■ Information provided:
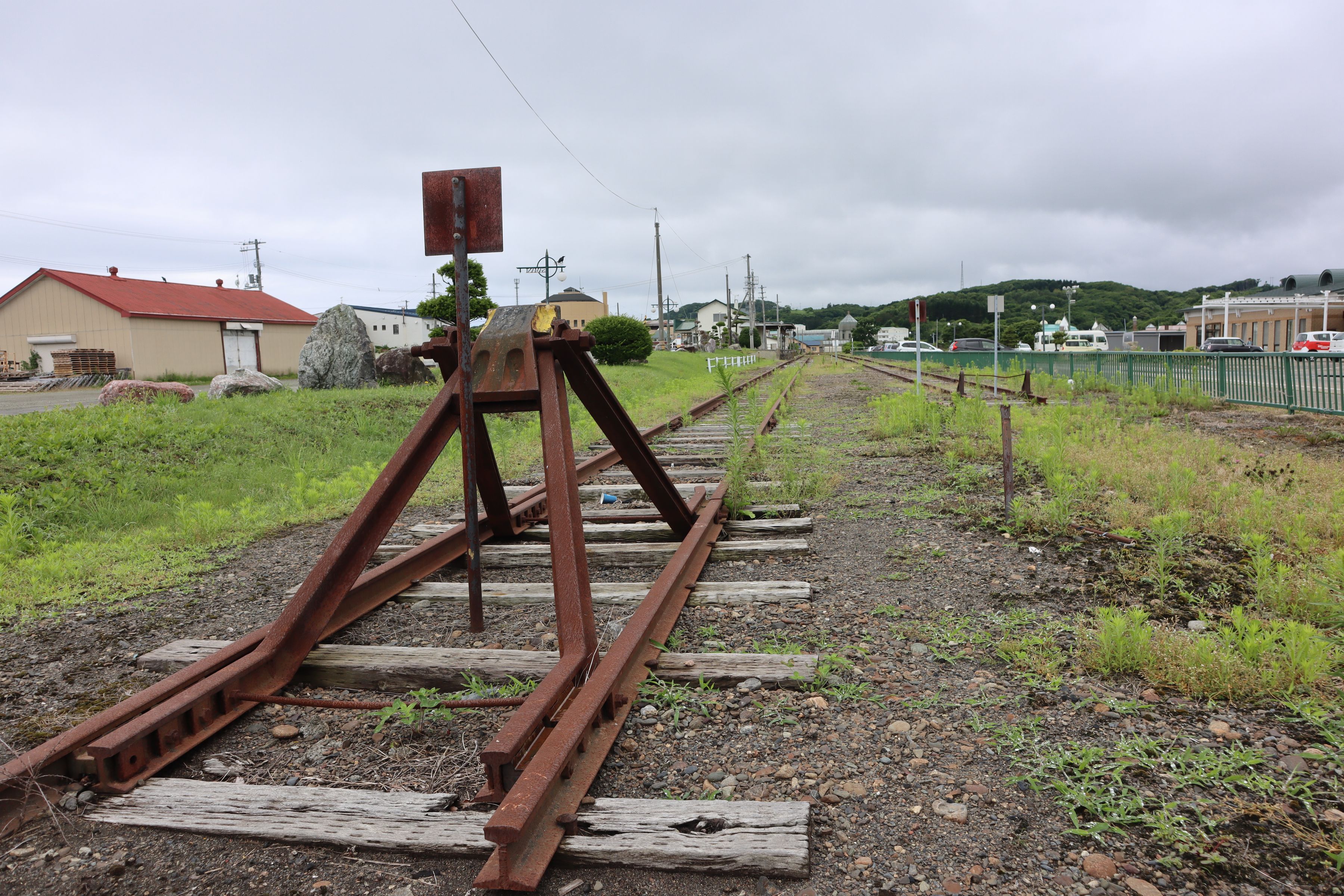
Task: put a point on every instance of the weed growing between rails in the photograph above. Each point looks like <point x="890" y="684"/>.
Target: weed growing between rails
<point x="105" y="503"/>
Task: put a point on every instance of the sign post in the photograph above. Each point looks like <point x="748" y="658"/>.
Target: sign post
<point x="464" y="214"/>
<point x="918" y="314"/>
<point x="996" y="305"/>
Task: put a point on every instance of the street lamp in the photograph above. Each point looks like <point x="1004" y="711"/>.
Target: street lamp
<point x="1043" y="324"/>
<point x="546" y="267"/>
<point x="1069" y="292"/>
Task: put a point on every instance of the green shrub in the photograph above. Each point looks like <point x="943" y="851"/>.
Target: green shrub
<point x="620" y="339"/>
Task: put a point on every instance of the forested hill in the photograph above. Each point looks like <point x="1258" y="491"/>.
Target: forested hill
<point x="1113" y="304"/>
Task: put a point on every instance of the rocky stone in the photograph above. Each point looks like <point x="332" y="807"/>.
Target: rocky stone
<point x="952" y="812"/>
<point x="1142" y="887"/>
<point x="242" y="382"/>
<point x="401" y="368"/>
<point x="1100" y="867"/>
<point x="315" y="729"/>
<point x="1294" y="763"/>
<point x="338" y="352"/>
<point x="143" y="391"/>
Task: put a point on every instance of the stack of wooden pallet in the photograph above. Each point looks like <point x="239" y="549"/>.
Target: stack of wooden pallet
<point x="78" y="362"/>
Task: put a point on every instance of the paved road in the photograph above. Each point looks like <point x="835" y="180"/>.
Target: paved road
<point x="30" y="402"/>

■ Task objective: Out of the material above, output word for word the line with "Target: green shrub", the line with "Task: put a point on every instance of the rocky", and all lines between them, with nothing else.

■ Exercise response:
Target: green shrub
<point x="620" y="339"/>
Task: put a point on every instance of the forested hill in the photograph above. Each point looks like <point x="1258" y="491"/>.
Target: forested hill
<point x="1113" y="304"/>
Task: put a point on every instance of the rocky stone in the photograph above. Each point looks like <point x="332" y="807"/>.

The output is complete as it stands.